_Assigned task:_ Continue the article on the Tel Aviv University nanomedicine consortium, starting right after its last sentence.

Study text below:

Tel Aviv University [TAU] has been appointed by the Israel National Nanotechnology Initiative (INNI) to lead a consortium on “Nanomedicines for Personalized Theranostics”, a combined system of diagnostics and therapeutic treatments. This consortium of 11 laboratories will be dedicated to developing nano-sized drug delivery systems for the detection and treatment of various diseases. Eight of the labs are TAU-led, with additional participation from Hebrew University Jerusalem, Bar-Ilan University and Ben Gurion University of the Negev.

The ultimate goal is to design a new class of drugs that can destroy faulty proteins in angiogenesis-dependent diseases that involve the growth of new blood vessels from existing vessels — including cancer, infectious diseases and heart diseases — and deliver these drugs safely into the body. Beyond the academic realm, the group aims to create spin-off companies based on licensed technologies they develop, creating the basis for a thriving biotechnology industry within Israel.

The news item provides some insight into the situation in Israel,

Although considered a beacon of research and development, the field of biotechnology in Israel has suffered drawbacks, both in academia and industry. Higher salaries lure the best minds abroad, and international companies have more private capital with which to sustain businesses.

End of Study text.
Record extracts below:

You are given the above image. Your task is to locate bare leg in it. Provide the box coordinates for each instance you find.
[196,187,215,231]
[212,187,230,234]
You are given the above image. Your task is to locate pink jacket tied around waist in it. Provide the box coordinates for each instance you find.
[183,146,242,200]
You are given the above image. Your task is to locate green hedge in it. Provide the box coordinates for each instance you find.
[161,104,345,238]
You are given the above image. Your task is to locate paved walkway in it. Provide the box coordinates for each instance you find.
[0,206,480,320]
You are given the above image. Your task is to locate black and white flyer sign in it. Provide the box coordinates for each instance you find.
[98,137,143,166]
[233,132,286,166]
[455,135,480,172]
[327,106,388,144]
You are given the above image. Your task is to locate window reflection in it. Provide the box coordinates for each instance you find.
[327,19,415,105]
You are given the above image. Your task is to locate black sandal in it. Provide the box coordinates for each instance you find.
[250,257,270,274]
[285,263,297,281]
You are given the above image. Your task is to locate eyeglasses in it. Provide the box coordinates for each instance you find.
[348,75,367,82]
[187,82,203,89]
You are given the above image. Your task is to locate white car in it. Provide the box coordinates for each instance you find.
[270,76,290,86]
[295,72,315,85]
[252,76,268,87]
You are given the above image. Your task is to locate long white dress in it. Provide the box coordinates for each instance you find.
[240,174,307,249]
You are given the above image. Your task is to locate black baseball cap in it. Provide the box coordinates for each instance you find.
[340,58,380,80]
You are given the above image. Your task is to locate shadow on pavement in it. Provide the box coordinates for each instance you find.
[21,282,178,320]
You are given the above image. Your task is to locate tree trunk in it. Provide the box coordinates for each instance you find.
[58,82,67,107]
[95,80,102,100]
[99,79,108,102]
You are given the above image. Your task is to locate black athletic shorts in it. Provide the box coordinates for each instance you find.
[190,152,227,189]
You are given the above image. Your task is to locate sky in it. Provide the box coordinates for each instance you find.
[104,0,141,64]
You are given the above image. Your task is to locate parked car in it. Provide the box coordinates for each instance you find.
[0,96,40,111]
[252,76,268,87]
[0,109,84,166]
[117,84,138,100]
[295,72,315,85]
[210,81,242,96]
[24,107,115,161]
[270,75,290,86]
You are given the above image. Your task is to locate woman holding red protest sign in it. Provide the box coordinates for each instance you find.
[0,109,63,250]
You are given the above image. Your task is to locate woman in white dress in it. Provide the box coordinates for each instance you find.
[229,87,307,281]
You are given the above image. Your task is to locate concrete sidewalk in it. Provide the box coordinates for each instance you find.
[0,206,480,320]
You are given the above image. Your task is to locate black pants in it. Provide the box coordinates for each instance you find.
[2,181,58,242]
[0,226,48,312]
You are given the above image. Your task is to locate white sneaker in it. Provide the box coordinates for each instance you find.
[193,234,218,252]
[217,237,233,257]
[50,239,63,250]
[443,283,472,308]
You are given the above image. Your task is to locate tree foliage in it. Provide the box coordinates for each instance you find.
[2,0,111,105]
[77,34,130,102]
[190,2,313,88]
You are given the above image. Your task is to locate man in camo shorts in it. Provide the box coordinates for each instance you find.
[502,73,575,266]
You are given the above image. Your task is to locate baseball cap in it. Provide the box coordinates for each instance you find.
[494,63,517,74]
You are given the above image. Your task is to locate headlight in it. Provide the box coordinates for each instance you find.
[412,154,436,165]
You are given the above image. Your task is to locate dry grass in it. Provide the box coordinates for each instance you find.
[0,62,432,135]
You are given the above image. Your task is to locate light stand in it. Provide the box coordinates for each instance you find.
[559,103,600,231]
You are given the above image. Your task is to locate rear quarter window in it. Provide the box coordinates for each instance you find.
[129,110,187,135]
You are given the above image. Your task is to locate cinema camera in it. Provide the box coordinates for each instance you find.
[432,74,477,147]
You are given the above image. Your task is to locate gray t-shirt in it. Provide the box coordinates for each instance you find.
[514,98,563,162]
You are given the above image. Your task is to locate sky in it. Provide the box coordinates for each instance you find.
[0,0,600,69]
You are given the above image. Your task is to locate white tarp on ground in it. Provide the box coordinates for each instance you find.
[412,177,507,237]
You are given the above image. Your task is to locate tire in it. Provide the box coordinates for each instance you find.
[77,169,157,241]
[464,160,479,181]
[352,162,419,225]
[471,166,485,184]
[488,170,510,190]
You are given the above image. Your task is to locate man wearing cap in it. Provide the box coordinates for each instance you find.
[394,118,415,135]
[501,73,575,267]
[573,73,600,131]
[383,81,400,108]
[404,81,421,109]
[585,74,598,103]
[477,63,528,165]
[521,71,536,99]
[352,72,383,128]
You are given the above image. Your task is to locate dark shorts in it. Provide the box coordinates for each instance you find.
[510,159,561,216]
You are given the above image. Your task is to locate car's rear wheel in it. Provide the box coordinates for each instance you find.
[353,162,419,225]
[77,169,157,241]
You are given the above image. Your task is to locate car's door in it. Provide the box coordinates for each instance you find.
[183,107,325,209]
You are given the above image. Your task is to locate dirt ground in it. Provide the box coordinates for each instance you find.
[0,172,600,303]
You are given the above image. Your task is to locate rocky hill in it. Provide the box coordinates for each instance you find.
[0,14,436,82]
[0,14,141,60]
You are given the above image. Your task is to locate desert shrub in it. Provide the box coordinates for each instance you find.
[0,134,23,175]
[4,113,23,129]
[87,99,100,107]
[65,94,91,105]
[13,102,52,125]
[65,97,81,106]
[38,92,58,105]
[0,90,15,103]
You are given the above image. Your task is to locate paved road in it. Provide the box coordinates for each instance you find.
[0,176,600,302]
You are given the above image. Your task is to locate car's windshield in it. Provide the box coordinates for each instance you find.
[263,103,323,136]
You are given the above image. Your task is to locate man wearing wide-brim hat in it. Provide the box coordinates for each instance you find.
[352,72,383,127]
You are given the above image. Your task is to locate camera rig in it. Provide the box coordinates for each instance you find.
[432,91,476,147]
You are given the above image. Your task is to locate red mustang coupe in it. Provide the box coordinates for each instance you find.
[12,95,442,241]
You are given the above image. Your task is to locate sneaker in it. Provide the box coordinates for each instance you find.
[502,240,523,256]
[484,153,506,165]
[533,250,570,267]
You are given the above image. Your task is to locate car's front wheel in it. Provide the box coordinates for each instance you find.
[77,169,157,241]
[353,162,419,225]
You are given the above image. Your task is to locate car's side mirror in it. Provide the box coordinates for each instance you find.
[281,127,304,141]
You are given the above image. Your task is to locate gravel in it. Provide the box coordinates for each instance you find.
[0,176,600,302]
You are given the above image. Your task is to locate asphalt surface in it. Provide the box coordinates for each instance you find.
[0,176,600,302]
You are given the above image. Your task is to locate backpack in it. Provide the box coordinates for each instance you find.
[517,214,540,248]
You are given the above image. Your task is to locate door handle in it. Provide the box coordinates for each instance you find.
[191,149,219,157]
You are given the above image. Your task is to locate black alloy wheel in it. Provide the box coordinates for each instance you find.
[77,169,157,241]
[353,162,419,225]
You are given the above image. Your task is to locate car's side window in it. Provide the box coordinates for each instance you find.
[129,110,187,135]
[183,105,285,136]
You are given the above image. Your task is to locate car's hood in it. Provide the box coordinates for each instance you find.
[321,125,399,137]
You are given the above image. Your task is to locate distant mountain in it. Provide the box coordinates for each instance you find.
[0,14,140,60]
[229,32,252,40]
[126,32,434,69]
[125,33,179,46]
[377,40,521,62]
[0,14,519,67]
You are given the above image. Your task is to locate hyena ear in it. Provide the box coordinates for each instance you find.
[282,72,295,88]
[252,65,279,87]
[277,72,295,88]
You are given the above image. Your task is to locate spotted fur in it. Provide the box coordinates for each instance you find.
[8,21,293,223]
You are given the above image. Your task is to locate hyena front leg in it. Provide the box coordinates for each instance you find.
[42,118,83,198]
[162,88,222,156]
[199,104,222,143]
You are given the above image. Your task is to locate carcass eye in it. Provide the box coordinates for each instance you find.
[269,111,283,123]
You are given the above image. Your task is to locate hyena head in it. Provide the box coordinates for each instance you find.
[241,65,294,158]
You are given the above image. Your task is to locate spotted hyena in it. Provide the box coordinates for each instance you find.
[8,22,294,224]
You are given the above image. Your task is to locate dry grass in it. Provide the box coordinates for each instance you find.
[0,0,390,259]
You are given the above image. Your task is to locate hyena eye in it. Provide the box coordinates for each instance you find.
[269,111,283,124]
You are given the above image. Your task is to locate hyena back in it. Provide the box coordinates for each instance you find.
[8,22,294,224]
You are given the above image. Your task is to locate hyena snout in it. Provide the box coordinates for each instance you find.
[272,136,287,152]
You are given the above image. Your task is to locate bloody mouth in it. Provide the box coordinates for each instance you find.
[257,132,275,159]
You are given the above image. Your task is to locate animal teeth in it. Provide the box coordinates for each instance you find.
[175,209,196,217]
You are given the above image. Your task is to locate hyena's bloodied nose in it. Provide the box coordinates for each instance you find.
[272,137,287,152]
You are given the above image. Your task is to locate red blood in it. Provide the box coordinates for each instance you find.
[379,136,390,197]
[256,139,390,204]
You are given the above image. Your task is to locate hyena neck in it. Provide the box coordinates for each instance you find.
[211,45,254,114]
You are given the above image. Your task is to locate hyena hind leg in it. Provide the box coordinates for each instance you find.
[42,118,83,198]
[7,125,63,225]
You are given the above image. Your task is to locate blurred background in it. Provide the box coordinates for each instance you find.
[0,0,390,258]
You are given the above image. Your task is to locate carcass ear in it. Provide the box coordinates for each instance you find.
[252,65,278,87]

End of Record extracts.

_Task output:_
“Israel has amazing intellectual resources, but we are constantly combating budget constraints. With this project, the idea is to create future technologies built on Israeli creativity that also allow us to bring in the brightest people and better funding,” says Prof. Peer [Scientific Director Prof. Dan Peer]. While many great biotechnology ideas were born in Israel, the economic situation stymied the establishment of many more successful companies within the country, he observes. “We want to maintain the advantages that we have in the life sciences while boosting this lagging industry. Our research as part of the FTA [the Focal Technology Area within the INNI] will be a starting engine.”

Prof. Peer hopes that in two years, researchers will be able to start translating their research into practical applications.

The INNI is also working to combat “brain drain” in the academic world by giving TAU and other institutions the means to attract outstanding young researchers back home to Israel, both with funding and with the prestige of the project.

Is there a country in the world that isn’t concerned about ‘brain drain’?